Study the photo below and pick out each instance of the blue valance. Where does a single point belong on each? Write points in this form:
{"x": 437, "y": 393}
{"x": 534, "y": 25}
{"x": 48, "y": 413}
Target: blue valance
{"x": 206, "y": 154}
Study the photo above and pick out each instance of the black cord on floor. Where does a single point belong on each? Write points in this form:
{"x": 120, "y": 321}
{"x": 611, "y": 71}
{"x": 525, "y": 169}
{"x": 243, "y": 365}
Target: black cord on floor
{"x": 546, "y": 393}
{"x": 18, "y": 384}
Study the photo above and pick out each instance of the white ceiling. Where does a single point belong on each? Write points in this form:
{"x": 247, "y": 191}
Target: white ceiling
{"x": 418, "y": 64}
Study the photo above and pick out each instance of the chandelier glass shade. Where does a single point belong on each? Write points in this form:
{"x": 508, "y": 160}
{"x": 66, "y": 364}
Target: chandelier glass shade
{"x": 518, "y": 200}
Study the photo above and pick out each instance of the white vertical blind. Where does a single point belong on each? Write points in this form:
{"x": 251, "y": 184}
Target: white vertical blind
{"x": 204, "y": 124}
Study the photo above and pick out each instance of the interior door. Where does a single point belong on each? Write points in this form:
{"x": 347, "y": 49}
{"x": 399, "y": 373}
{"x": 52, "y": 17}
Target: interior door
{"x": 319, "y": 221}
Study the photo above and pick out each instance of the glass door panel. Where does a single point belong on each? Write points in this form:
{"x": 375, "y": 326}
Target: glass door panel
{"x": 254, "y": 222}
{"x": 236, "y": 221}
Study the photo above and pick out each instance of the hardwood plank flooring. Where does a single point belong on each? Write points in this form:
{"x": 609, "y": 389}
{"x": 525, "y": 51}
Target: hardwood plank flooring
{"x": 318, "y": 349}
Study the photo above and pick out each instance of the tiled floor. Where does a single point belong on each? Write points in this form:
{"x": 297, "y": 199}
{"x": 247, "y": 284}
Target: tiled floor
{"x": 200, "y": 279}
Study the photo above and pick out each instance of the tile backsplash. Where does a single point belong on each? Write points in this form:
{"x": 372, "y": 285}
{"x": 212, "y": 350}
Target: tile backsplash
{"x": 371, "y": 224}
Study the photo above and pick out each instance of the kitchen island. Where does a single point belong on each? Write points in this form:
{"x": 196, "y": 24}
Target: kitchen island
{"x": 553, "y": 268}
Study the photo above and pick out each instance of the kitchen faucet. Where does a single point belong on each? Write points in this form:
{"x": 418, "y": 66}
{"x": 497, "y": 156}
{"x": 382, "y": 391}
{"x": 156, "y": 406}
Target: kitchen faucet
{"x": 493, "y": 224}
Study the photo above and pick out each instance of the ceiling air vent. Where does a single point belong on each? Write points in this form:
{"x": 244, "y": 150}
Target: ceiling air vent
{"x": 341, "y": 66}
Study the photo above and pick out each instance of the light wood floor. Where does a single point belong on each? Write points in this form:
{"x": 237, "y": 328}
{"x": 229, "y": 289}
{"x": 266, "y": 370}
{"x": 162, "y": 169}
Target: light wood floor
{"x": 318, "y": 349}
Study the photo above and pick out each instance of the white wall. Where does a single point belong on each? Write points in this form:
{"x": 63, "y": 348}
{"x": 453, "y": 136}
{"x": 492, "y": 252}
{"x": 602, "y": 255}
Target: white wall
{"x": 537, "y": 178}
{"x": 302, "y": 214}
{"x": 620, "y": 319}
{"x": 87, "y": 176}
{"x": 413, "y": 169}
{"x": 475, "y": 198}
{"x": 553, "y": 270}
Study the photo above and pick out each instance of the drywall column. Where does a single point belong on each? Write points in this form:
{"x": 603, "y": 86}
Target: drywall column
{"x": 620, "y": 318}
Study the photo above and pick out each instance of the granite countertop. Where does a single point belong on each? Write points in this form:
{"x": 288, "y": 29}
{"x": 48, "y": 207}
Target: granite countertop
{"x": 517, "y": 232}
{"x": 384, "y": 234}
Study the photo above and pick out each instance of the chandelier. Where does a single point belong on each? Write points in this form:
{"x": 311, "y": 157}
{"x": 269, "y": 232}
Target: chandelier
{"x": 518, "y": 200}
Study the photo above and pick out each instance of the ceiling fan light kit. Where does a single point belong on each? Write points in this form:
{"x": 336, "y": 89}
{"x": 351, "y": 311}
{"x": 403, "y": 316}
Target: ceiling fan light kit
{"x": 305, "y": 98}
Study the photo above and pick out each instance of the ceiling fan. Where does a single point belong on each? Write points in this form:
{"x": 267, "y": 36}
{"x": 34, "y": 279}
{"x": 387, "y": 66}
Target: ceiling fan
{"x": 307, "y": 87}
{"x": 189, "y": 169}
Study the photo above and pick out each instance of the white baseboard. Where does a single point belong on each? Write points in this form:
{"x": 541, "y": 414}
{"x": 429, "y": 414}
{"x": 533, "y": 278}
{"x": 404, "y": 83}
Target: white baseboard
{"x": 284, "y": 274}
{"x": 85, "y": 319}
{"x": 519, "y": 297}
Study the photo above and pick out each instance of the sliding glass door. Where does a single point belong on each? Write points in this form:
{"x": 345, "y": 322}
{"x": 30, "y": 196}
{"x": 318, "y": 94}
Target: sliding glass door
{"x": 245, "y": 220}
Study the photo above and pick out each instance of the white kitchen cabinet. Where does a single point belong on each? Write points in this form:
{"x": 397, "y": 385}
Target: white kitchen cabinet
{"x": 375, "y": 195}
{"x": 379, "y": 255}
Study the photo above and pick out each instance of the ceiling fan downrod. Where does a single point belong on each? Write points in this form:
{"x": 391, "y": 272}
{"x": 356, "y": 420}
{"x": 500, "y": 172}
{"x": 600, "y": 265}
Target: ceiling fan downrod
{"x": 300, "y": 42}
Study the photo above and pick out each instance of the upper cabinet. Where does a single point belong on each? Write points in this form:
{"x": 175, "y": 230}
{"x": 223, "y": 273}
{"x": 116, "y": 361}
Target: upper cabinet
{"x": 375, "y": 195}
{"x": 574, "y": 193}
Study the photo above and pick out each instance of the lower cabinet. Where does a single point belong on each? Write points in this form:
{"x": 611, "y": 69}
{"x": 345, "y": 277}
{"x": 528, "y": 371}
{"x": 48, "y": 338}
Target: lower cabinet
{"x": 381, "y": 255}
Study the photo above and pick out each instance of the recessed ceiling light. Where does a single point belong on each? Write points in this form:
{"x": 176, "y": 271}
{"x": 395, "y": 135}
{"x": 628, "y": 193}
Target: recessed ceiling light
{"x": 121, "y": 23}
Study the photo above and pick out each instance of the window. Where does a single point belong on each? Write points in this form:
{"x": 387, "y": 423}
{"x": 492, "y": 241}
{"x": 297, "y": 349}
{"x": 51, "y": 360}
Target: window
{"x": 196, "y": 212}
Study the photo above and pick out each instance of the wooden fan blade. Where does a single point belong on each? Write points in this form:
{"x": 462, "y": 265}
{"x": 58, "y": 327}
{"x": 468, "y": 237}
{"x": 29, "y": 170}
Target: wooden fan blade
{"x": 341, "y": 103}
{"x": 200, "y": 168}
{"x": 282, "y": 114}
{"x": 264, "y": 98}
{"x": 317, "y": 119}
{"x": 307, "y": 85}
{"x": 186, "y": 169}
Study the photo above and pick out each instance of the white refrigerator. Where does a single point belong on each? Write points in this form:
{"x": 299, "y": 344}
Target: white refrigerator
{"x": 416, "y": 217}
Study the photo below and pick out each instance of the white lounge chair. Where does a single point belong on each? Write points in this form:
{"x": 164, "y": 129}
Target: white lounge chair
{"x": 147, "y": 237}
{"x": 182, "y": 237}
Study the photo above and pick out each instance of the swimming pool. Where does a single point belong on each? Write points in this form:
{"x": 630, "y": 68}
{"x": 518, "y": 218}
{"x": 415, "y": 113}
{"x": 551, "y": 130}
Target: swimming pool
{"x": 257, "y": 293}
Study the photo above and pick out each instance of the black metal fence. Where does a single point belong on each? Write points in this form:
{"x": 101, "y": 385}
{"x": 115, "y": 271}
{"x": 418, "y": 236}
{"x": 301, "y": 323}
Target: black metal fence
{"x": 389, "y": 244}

· · · · · · ·

Activity: Please work out the number of lines in the listing that hold "below". Nothing besides the number is wanted.

Answer: 2